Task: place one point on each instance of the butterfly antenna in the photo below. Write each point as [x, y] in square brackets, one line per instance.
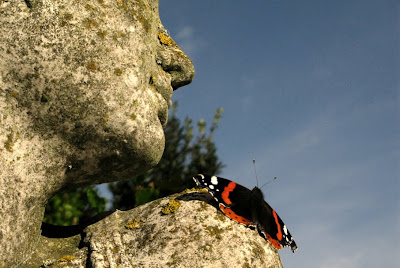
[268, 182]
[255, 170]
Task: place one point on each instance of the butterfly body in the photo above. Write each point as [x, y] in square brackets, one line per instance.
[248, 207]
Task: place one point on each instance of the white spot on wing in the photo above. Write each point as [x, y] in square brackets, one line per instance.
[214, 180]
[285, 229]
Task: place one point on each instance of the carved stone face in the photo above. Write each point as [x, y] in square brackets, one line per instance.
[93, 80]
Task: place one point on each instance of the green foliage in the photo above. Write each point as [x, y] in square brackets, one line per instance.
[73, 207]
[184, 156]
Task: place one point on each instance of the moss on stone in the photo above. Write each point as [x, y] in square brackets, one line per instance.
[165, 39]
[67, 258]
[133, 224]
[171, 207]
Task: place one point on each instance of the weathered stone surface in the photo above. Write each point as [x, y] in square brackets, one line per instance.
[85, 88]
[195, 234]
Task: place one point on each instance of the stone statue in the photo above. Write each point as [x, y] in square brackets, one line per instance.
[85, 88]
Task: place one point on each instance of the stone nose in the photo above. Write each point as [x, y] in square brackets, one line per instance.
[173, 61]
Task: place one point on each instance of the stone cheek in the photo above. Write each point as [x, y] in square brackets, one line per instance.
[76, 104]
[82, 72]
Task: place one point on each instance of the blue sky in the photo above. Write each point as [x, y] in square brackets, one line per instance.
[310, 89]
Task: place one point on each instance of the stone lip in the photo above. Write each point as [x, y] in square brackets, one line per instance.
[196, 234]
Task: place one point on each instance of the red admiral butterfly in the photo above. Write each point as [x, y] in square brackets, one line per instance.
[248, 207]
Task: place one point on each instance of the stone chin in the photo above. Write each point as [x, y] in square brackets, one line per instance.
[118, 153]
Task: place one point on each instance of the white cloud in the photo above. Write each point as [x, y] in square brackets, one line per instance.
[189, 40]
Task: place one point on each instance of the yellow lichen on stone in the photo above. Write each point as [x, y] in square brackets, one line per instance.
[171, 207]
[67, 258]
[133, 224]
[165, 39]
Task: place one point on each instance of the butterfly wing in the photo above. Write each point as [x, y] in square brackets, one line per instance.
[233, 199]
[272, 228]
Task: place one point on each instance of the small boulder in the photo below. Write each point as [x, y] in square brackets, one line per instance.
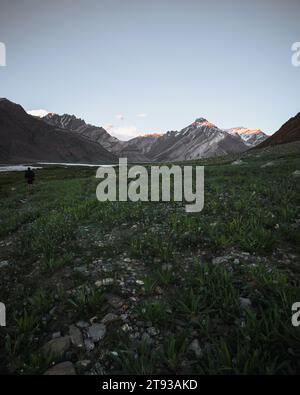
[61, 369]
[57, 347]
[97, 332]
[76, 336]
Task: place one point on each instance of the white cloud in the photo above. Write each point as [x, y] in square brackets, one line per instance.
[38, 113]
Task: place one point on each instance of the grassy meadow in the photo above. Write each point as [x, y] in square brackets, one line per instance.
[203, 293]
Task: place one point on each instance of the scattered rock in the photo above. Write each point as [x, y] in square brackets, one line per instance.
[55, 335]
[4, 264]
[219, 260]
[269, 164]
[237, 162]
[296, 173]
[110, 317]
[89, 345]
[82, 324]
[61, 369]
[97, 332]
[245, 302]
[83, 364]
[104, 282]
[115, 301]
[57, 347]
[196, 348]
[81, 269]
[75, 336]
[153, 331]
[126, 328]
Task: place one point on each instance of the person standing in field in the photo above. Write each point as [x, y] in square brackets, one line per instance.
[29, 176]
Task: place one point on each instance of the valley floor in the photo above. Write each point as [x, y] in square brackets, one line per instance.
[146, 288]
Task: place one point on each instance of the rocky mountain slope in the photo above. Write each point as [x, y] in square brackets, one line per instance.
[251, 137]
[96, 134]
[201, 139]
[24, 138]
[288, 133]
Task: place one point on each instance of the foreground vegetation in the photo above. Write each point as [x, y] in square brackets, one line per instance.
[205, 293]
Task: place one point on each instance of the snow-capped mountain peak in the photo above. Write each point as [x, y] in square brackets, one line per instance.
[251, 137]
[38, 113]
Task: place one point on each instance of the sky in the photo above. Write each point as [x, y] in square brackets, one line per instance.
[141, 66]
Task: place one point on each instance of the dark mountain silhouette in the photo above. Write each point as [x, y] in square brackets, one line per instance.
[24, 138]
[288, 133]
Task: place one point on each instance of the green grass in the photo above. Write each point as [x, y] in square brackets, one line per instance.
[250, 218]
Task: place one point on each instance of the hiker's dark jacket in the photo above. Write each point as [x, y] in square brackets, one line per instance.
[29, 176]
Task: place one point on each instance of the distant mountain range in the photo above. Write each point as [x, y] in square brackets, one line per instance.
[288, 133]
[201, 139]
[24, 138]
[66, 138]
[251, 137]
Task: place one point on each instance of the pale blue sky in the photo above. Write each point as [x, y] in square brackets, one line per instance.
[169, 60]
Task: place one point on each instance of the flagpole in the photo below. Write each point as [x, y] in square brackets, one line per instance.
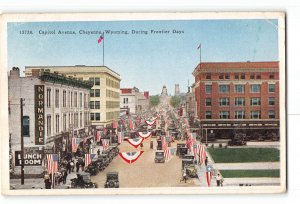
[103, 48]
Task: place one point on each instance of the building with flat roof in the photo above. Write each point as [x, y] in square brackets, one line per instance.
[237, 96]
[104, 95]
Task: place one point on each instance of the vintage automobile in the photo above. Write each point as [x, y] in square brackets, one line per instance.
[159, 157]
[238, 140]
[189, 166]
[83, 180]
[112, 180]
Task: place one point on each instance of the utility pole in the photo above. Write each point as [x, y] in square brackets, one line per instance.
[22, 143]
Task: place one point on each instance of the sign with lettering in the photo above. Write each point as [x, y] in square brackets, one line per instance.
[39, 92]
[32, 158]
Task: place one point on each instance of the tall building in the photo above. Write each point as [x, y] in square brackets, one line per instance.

Your goal = Line by line, write out the material above exactly, with no images.

Written solution =
Task: place one point on each instance of the butterfly antenna in the photo below. Write each point as [x, y] in square brackets, one line per instance.
[268, 182]
[255, 170]
Task: place one point on each instance of the butterfly body in the photo above. Write each point as [x, y] in square brackets, one line per instance.
[248, 207]
Task: place one point on each instance of the white spot on wing in the photo above. Write each point as [x, y] in square brackets, one line per instance.
[214, 180]
[285, 229]
Task: place one point on each instance of the carved stone face in the photo above. Write each point as [x, y] in square brackets, one line per instance.
[93, 80]
Task: place one point on each instance of the green foliage in the photo above. Write each point as [x, y] in square brackets, one line per instance.
[73, 207]
[184, 156]
Task: place one point on each instance of the moss on stone in the photo above. Write each point as [x, y] in square brackets, one line per instance.
[165, 39]
[67, 258]
[133, 224]
[171, 207]
Task: place one point on each instance of the weathered stone surface in the photo above. Write each point as [x, y] in square brackets, one line per instance.
[85, 88]
[195, 234]
Task: place one point on each instance of the stone statue in the photo above. Write each point as [x, y] in square brackets, one line per instance.
[85, 88]
Task: place one point on each instance of the stone nose in the photo above. Write each point as [x, y] in square brackets, one line per instance.
[173, 61]
Task: place one point on each instance of the stone cheek in the photo above. Write each point as [x, y] in square brackets, one line per instance.
[76, 104]
[82, 72]
Task: place one point on each instance of the blue sky in the photo above. Write each point as [x, y] in square brackets, one line per instance.
[310, 89]
Task: place one point on each instance of the stone lip in the photo above. Write each point as [x, y] in square brackets, one line per instance.
[196, 234]
Task: place one point on each instance of the red admiral butterfly in the photo above. Write each point as [x, y] in square brackets, one line per instance.
[248, 207]
Task: place one point on each instance of the stone chin in the photo above. Write each point as [x, y] in square brackets, one line per instance.
[118, 153]
Task: place one point on each instance of the white cloud in the photo above. Write each point as [x, y] in square brackets, one line per instance.
[189, 40]
Task: place one point on each instance of the yellow lichen on stone in the photo above. Write each point as [x, y] in square brackets, one line per instance.
[171, 207]
[67, 258]
[133, 224]
[165, 39]
Task: place one point on each instance of the butterfly wing in the photo above. Write each point as [x, y] in square brackets, one line per instance.
[233, 199]
[272, 228]
Task: place one point on each instance of the small boulder in the photo below. Write each point as [x, y] in square brackets, one line per instance.
[61, 369]
[57, 347]
[97, 332]
[76, 336]
Task: place one point on each instance of the white cloud in the photo above. Write each point as [x, y] in square brackets, one line per instance.
[38, 113]
Task: place one point on each instance of the grassy meadow in the photo above. Write each point as [x, y] in square brackets, one line per instance.
[203, 293]
Task: place one point on each instance of the scattered rock in the photo above. Write each point as [x, y] in square brackets, one line per instance.
[55, 335]
[4, 264]
[219, 260]
[269, 164]
[237, 162]
[296, 173]
[110, 317]
[89, 345]
[82, 324]
[61, 369]
[97, 332]
[245, 302]
[83, 364]
[104, 282]
[115, 301]
[57, 347]
[196, 348]
[81, 269]
[75, 336]
[153, 331]
[126, 328]
Task: place one point on each instance of the person standing in field in the photo above. Write each point as [x, y] in square brackets, one line per instance.
[29, 176]
Task: place one point on each instance of the valley floor in the photo above. Write each point as [x, y] in square brackets, one line per instance.
[146, 288]
Task: place one point on each instance of the rocky mountain slope in the photo above. Write each point as [x, y] in square brackets, one line per instance.
[251, 137]
[96, 134]
[201, 139]
[24, 138]
[288, 133]
Task: place one point on each instance of the foreground vegetation in the photo above. Write each point as [x, y] in square brackets, one line per instance.
[205, 293]
Task: place one point on each instance of the snow-capped mountain peak in the photo above. Write each point as [x, y] in square brackets, one line per instance.
[251, 137]
[38, 113]
Task: place one point on each instance of the sky in the photo above. Write each point as [x, y] in square brackets, one line per instance.
[141, 66]
Task: place one point on each instance of the dark mountain silhouette in the photo above. Write each point as [x, y] in square brackets, one line per instance.
[24, 138]
[288, 133]
Task: place one point on each instance of the green grass in the photo above. Write each point as [x, y] in square brackets, one line per instance.
[250, 218]
Task: place one point on each instance of the hiker's dark jacket in the photo above. Write each point as [x, y] in square brackets, one line per instance.
[29, 176]
Task: place one point on each instance of the distant mountain range in the photo above. Write each point as [x, y] in square brackets, one line per instance.
[288, 133]
[201, 139]
[24, 138]
[66, 138]
[251, 137]
Task: place one point on each instance of the pale blue sky in the photo above. Write each point as [x, y] in square brackets, one line per instance.
[169, 60]
Task: place one point on each instance of the flagpole in the photo below. Write each point as [x, y] in square brackets, one line per instance.
[103, 48]
Task: place one point on each instance of the building with flat roof in the photo above. Write each point as [x, y] in square brackets, one line per instance.
[237, 96]
[104, 95]
Task: place one point on each instance of the vintage automobile in the photo above. Write each point as [x, y] in square brackets, one line per instance.
[159, 157]
[238, 140]
[189, 166]
[83, 180]
[112, 180]
Task: place one point on each instance of the utility pole in the photo above. Write each point as [x, y] in square brackets, one line per instance.
[22, 143]
Task: place one point on each instance of the sign with lettering in the photo above. Write each point as [x, y] in square brackets, one line per instance.
[39, 92]
[32, 158]
Task: place one point on each instance of the tall building in the photo above. Write each point as [x, y] in square brackets, one line per instance.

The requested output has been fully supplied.